== Selected extract ==
++++++
Researchers study DDGS trade risk management

By Ryan C. Christiansen | August 04, 2008
Web exclusive posted August 8, 2008 at 1:25 p.m. CST

A team of Kansas State University researchers are exploring the pricing history and valuation methods for distillers grains in a global market context. That data will be used to help the researchers and the Kansas City Board of Trade design risk management tools for commodities traders.

The researchers have been awarded $83,150 from the USDA Federal-State Marketing Improvement Program for the one-year study, which begins in September. The researchers previously looked at distillers grains pricing and determined that the price of the ethanol production byproduct fluctuates wildly and that buyers and sellers have difficulty determining a transaction price that is representative of the market value of the commodity.

"We're taking some of what we started and taking it to more depth," said Ted Schroeder, an agricultural economics professor at KSU. "We really want to continue to explore information about price discovery and value discovery in distillers grains markets. We want to continue to examine pricing methods that are being used so that we can get a better perspective on how these things are being valued."

Schroeder is working primarily with colleagues Sean Fox, an agricultural economics professor, Jim Drouillard, an animal sciences and industry professor, and Jeri Stroade, an agricultural economics extension specialist. The researchers are examining the feasibility and parameters for a distillers grains futures contract. Schroeder said the team will look at how distillers grains are being valued relative to other feed sources.

"With (narrow) margins in the ethanol industry, the value proposition of distillers grains for ethanol producers is certainly much more important than it used to be," Schroeder said. "How that product is being valued relative to other feed ingredient sources is really important. To some extent, we want to see whether the protein component value of distillers grains is consistent with its protein content, relative to its substitution potential."
++++++
== Work request 1 ==
From the article on distillers grains trade risk, return the stretch from "A team of Kansas" through "for commodities traders." word for word.
== Work request 2 ==
According to the distillers grains article, how much did the USDA Federal-State Marketing Improvement Program award the researchers? Please answer in a few words.
++++++
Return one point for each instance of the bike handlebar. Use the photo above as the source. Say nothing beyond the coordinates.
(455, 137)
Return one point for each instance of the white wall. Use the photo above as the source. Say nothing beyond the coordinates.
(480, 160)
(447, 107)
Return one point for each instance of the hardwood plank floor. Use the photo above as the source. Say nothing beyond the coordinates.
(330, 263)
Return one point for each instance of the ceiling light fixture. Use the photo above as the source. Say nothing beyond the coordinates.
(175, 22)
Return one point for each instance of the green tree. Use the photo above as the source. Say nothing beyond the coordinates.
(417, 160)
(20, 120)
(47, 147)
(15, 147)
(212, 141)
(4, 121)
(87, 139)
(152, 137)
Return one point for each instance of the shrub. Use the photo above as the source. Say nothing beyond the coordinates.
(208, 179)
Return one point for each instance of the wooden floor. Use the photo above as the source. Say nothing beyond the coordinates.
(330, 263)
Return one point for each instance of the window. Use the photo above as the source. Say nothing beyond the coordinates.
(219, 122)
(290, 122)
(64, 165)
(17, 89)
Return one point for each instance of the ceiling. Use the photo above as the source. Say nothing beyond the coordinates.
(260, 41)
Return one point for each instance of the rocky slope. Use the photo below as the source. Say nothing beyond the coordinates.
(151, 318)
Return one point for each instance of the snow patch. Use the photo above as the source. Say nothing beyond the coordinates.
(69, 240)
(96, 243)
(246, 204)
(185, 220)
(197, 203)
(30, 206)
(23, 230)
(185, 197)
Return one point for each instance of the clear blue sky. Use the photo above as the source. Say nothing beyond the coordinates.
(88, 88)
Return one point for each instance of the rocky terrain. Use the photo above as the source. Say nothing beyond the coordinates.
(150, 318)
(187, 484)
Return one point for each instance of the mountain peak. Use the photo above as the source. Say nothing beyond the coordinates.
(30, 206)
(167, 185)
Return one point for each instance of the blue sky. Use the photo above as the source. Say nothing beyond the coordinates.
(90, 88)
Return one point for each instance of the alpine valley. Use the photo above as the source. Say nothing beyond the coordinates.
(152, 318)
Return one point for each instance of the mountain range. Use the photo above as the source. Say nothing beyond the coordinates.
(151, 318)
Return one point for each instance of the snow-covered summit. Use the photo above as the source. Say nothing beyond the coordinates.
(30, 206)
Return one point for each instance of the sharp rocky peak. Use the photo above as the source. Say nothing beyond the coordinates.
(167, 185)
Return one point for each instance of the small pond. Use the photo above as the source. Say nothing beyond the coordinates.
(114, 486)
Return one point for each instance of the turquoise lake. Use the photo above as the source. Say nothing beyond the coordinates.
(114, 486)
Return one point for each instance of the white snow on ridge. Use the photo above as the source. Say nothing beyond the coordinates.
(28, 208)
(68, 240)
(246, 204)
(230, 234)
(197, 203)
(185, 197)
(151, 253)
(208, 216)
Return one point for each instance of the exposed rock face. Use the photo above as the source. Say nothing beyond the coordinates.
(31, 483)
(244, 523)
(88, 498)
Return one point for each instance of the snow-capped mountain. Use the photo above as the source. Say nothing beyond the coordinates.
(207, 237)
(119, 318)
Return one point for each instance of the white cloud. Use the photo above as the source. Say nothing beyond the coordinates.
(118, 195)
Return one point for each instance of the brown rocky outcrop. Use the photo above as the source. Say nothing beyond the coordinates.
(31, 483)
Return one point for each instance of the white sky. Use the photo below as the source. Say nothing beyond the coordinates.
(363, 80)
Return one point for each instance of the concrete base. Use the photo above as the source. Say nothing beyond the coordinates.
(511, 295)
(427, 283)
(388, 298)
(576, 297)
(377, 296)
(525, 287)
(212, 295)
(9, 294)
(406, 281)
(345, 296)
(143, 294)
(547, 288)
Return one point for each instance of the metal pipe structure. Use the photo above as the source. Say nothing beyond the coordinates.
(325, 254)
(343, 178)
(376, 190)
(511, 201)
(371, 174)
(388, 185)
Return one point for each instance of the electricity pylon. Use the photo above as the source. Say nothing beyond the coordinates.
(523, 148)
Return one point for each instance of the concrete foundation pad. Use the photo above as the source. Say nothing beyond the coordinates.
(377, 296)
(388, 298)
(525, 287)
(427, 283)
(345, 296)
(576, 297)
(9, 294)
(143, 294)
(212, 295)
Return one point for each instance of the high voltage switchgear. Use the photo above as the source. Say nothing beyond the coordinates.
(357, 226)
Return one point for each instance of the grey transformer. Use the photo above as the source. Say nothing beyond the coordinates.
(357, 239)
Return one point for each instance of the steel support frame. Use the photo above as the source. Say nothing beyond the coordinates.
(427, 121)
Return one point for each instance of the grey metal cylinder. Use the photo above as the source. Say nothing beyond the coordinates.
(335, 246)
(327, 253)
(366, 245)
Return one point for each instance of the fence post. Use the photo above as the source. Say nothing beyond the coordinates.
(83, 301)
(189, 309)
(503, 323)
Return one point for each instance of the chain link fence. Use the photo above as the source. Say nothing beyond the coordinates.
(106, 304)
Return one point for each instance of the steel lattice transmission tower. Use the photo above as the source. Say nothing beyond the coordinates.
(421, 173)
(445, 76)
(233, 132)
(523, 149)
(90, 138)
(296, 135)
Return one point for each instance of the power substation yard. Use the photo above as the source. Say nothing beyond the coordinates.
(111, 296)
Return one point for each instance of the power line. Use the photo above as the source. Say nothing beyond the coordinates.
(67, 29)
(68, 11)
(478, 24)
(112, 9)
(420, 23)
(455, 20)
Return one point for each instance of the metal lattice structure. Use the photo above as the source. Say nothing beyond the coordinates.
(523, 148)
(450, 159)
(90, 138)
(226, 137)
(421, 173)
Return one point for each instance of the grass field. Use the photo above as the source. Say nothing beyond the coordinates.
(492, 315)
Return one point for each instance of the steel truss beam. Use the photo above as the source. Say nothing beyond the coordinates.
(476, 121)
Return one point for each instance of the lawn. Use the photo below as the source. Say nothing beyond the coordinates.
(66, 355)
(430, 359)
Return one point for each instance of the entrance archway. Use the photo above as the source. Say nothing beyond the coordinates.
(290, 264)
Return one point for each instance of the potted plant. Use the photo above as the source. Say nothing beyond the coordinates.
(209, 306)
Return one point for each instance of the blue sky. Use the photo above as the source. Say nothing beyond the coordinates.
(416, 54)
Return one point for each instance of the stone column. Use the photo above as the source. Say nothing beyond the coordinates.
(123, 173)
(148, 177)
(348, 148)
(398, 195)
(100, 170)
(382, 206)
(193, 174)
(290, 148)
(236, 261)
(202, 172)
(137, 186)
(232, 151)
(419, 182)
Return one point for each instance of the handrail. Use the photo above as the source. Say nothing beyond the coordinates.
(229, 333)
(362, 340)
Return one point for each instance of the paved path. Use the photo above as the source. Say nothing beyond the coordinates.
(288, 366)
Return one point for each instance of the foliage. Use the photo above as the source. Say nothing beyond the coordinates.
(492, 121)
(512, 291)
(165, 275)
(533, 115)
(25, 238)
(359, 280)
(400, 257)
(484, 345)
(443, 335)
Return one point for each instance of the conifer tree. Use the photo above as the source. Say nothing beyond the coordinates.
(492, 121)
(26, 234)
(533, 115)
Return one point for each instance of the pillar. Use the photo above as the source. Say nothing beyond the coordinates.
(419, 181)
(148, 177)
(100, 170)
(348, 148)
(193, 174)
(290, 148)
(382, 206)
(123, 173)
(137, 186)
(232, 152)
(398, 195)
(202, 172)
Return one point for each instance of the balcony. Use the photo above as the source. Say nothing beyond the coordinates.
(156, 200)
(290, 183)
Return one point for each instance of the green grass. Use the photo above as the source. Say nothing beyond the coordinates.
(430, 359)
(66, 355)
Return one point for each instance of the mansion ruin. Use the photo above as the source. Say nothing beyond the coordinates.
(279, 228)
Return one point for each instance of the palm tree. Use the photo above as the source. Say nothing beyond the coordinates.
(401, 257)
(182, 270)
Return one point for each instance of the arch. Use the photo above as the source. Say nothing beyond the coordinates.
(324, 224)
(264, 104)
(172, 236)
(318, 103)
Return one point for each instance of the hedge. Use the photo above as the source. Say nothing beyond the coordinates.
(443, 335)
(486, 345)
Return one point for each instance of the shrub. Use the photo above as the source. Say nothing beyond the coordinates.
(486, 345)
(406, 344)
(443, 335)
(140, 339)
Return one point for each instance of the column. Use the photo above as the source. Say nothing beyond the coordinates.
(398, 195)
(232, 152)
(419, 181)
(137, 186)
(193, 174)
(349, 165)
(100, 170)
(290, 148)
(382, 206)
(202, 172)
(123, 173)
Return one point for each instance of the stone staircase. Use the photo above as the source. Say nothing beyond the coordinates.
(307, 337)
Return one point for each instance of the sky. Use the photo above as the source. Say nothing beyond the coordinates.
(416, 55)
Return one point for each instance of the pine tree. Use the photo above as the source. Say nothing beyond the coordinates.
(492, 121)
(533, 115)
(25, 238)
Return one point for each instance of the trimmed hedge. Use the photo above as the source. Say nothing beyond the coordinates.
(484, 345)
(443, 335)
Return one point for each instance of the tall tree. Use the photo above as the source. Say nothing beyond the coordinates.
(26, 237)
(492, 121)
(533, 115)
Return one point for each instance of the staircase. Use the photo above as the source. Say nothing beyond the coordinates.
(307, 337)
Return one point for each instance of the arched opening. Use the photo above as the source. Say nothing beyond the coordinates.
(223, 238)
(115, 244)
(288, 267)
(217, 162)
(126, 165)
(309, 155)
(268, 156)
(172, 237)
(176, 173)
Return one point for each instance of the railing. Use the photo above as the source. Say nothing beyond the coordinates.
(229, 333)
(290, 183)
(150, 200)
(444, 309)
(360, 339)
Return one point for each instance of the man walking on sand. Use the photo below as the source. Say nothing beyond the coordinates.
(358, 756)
++++++
== Exercise result 1 ==
A team of Kansas State University researchers are exploring the pricing history and valuation methods for distillers grains in a global market context. That data will be used to help the researchers and the Kansas City Board of Trade design risk management tools for commodities traders.

== Exercise result 2 ==
$83,150